## [TASK OBJECTIVE]
Print the items between the line holding "Return the outline of every instance of the shadowed" and the line holding "98 53 L 114", inclusive, reproducing each line unchanged.

** BEGIN **

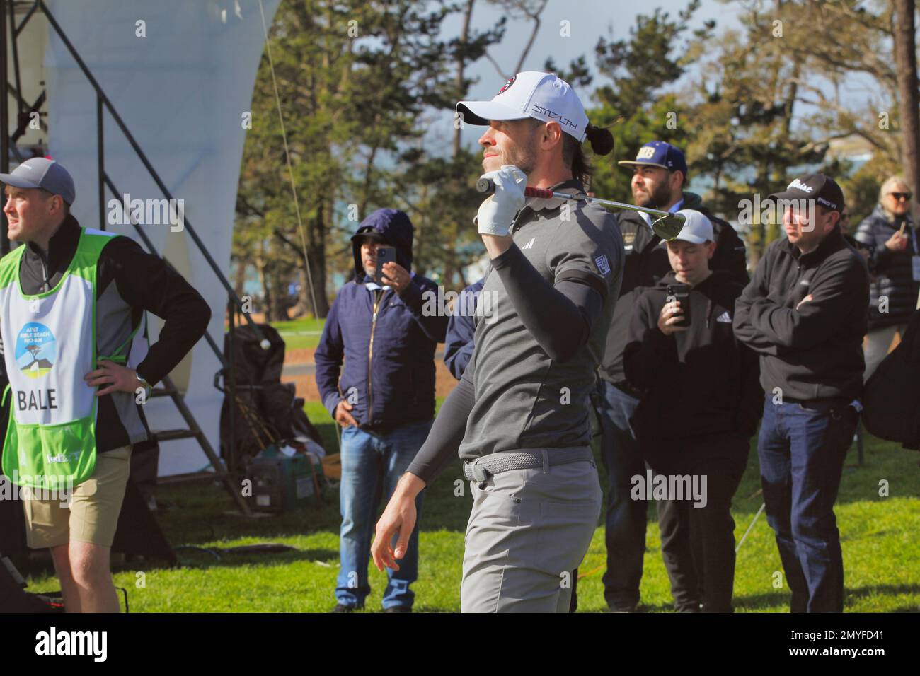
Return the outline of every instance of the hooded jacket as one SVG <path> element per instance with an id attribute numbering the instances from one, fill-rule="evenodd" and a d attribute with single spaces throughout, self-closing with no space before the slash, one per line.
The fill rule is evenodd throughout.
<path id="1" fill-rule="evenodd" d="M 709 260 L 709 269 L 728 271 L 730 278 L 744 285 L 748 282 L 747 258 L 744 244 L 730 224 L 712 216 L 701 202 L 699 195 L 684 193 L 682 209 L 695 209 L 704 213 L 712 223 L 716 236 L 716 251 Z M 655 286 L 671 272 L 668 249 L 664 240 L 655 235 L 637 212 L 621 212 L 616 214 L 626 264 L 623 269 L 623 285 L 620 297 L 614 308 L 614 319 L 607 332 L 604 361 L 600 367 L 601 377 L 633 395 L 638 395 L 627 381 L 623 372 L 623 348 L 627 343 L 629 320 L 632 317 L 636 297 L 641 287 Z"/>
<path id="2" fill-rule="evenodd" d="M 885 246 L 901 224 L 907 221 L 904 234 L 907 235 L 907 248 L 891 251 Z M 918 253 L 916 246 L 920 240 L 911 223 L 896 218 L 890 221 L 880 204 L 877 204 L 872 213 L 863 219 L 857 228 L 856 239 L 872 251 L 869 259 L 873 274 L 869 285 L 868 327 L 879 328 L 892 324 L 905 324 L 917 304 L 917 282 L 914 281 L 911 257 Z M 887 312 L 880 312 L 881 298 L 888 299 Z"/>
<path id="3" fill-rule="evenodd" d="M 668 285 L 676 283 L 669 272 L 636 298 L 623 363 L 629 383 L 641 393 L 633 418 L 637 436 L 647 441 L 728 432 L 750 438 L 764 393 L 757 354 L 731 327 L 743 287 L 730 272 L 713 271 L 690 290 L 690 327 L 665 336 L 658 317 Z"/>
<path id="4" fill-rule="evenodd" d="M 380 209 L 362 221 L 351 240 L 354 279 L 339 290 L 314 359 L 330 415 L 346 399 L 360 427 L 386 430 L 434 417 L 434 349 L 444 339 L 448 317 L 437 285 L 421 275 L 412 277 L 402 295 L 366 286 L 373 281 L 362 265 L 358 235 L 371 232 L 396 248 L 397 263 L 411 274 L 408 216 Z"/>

** END **
** BEGIN **

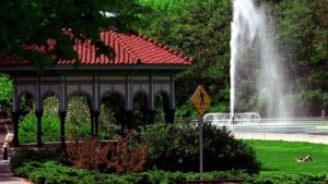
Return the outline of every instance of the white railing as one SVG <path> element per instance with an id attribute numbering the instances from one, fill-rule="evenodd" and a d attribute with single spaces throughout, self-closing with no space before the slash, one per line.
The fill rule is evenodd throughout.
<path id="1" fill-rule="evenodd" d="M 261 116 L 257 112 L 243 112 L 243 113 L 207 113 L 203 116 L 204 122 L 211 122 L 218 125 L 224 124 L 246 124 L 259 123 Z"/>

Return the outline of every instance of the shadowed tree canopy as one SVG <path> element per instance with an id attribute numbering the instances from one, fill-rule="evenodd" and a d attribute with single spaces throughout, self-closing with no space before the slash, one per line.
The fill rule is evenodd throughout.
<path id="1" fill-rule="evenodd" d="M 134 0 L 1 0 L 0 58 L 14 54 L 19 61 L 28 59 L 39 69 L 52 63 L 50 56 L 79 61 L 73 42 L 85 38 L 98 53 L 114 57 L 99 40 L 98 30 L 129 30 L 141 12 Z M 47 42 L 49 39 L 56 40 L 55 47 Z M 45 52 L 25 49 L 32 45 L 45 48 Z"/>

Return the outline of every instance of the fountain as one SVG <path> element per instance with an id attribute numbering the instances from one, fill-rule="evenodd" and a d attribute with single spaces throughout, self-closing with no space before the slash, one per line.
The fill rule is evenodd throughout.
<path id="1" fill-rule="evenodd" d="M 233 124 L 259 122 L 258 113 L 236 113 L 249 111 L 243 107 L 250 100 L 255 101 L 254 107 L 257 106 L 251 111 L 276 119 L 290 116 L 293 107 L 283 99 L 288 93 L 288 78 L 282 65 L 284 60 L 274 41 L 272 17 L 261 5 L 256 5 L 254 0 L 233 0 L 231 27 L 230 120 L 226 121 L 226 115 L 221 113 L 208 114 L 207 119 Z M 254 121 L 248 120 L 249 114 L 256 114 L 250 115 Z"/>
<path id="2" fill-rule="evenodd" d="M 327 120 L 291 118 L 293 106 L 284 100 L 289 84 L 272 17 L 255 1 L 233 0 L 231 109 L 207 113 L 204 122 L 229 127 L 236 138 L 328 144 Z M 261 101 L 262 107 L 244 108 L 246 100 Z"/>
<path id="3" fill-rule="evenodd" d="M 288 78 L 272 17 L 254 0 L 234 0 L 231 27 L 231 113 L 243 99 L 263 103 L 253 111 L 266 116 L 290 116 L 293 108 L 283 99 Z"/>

** END **

## [EXERCISE RESULT]
Return the outline of every instance of the shadowed tree canopy as one SVG <path> element per instance with an id attribute numbering the instances from one, fill-rule="evenodd" and a d attribute with single spaces throughout, self-closing with no space before the slash, one per line.
The fill rule is evenodd throughout.
<path id="1" fill-rule="evenodd" d="M 134 0 L 1 0 L 0 58 L 14 54 L 19 61 L 28 59 L 39 69 L 52 63 L 50 56 L 79 61 L 73 42 L 85 38 L 98 53 L 114 57 L 99 40 L 98 30 L 129 30 L 141 12 Z M 47 42 L 49 39 L 56 40 L 55 47 Z M 45 52 L 25 49 L 32 45 L 45 48 Z"/>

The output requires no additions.